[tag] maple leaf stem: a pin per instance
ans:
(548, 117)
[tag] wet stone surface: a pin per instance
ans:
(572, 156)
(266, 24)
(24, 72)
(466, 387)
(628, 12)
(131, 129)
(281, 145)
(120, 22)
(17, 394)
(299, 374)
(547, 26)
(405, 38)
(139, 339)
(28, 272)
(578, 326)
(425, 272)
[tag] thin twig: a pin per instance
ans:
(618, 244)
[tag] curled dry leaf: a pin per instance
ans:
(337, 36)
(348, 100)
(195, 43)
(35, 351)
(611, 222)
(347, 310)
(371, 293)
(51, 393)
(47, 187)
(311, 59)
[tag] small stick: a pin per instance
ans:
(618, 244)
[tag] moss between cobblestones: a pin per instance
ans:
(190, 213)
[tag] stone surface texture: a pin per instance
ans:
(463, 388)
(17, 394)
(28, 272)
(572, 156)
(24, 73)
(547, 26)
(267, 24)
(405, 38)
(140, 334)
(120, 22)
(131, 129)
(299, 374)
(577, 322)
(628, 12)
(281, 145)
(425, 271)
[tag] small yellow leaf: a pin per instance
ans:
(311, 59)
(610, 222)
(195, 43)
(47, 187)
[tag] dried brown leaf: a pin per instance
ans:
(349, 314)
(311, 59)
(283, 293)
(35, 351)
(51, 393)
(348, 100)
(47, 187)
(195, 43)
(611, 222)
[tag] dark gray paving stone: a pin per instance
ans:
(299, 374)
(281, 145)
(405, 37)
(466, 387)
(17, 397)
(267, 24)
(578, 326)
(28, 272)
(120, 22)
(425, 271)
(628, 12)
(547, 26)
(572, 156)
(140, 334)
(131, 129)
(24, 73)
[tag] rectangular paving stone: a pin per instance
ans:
◇ ◇ ◇ ◇ ◇
▸ Request: Can you format the whole listing above as a JSON array of strings, one string per line, with blank lines left out?

▸ Task answer:
[
  "[tag] maple leaf stem: a pin per instance",
  "ans:",
  "(548, 117)",
  "[tag] wet stone surface: a pin per instance",
  "ans:",
  "(572, 156)",
  "(266, 24)",
  "(24, 72)",
  "(466, 387)",
  "(628, 12)",
  "(131, 129)",
  "(281, 145)",
  "(120, 22)",
  "(17, 394)",
  "(299, 374)",
  "(547, 26)",
  "(405, 38)",
  "(139, 339)",
  "(28, 272)",
  "(578, 326)",
  "(425, 272)",
  "[tag] thin twig: a pin per instance",
  "ans:",
  "(618, 244)",
  "[tag] curled dry leaf: a pin per instance",
  "ans:",
  "(337, 36)",
  "(348, 100)",
  "(195, 43)",
  "(35, 351)",
  "(611, 222)",
  "(347, 310)",
  "(371, 293)",
  "(51, 393)",
  "(47, 187)",
  "(311, 59)",
  "[tag] small stick: a pin per instance",
  "ans:",
  "(618, 244)",
  "[tag] moss between cobblestones: a pin per instance",
  "ans:",
  "(190, 213)",
  "[tag] stone surface texture: a pin per instance",
  "ans:",
  "(463, 388)",
  "(17, 394)",
  "(28, 272)",
  "(572, 156)",
  "(24, 73)",
  "(547, 26)",
  "(267, 24)",
  "(405, 38)",
  "(140, 334)",
  "(120, 22)",
  "(131, 129)",
  "(299, 374)",
  "(577, 322)",
  "(628, 12)",
  "(281, 145)",
  "(425, 271)",
  "[tag] small yellow leaf: a pin per instance",
  "ans:",
  "(311, 59)",
  "(610, 222)",
  "(195, 43)",
  "(47, 187)",
  "[tag] dried brown leaf: a pin per instance",
  "ans:",
  "(349, 314)",
  "(311, 59)",
  "(283, 293)",
  "(35, 351)",
  "(51, 393)",
  "(348, 100)",
  "(47, 187)",
  "(195, 43)",
  "(611, 222)",
  "[tag] dark gray paving stone: a pin per instance",
  "ans:",
  "(299, 374)",
  "(281, 145)",
  "(405, 37)",
  "(466, 387)",
  "(17, 397)",
  "(267, 24)",
  "(578, 326)",
  "(28, 272)",
  "(120, 22)",
  "(425, 271)",
  "(628, 12)",
  "(547, 26)",
  "(572, 156)",
  "(140, 334)",
  "(131, 129)",
  "(24, 73)",
  "[tag] rectangular paving stone: a pin per instance",
  "ans:"
]